SOURCE TEXT
┄┄┄┄┄┄┄┄┄┄

Go right ahead and enjoy that albacore tuna.
That’s the message an Oregon State University researcher has for those concerned about recent reports that the Fukushima nuclear reactor in Japan is leaking millions of tons of radioactive water into the ocean every day.
“Most of the articles about Fukushima have blown the situation out of proportion,” said Delvan Neville, a radioecologist and doctoral candidate at the university in Corvallis. “They do have some amount of radioactivity moving from the tanks. But the numbers that they’re publishing is from (material) right at the source.”
The estimated rate of the leak is .3 terabecqueral (Bq) per month — compared to the rate of 5,000 to 15,000 Bq released March 11, 2011 when the earthquake and subsequent tsunami devastated the plant and forced its closure.

┄┄┄┄┄┄┄┄┄┄

RECORDS SUPPLIED

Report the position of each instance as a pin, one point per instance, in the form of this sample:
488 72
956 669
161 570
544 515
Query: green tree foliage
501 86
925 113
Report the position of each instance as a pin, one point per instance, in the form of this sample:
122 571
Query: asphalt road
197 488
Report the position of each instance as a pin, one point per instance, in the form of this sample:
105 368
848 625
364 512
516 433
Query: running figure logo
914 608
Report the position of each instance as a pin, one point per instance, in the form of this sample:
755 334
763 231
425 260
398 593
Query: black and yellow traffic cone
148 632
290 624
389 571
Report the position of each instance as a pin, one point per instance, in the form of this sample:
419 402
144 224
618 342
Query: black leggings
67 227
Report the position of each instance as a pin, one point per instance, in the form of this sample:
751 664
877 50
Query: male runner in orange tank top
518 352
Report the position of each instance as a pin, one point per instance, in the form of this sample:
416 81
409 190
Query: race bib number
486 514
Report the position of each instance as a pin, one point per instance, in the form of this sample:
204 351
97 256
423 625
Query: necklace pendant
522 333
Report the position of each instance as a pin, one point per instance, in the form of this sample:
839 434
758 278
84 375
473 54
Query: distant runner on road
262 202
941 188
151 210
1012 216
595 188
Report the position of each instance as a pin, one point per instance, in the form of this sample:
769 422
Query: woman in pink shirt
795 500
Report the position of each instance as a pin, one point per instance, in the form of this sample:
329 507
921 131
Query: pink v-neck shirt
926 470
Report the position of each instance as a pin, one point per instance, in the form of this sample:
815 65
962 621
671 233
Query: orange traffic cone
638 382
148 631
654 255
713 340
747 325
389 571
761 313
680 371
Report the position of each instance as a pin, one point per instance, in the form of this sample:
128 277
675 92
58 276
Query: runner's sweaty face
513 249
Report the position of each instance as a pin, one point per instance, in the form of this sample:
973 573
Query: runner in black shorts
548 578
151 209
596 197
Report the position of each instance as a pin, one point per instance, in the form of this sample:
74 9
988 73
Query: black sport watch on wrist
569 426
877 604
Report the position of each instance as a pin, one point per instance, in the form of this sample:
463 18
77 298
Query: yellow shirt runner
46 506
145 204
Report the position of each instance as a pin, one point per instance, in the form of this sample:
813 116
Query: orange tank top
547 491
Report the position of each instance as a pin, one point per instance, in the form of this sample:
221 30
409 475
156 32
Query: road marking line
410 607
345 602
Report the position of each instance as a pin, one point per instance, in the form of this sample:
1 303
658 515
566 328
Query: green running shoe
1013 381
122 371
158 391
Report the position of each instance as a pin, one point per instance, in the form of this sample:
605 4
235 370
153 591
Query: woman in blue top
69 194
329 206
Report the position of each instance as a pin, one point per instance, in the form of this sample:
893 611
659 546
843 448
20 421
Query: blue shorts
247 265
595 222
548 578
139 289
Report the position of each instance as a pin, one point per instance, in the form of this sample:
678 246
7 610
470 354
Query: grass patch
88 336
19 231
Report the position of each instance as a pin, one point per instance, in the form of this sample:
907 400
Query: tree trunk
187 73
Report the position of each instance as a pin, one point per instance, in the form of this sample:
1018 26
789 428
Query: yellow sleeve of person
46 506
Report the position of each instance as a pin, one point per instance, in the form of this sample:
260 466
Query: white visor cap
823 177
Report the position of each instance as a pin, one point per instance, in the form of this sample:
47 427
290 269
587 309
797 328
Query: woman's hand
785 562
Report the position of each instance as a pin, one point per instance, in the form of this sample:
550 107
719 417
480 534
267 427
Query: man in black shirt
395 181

┄┄┄┄┄┄┄┄┄┄

REQUIRED TASKS
(a) In the Fukushima article, what two roles does Delvan Neville hold?
(b) From the Fukushima article, reproduce word for word the stretch from "Go right ahead" through "ocean every day.".

SOLUTIONS
(a) He is a radioecologist and a doctoral candidate.

(b)
Go right ahead and enjoy that albacore tuna.
That’s the message an Oregon State University researcher has for those concerned about recent reports that the Fukushima nuclear reactor in Japan is leaking millions of tons of radioactive water into the ocean every day.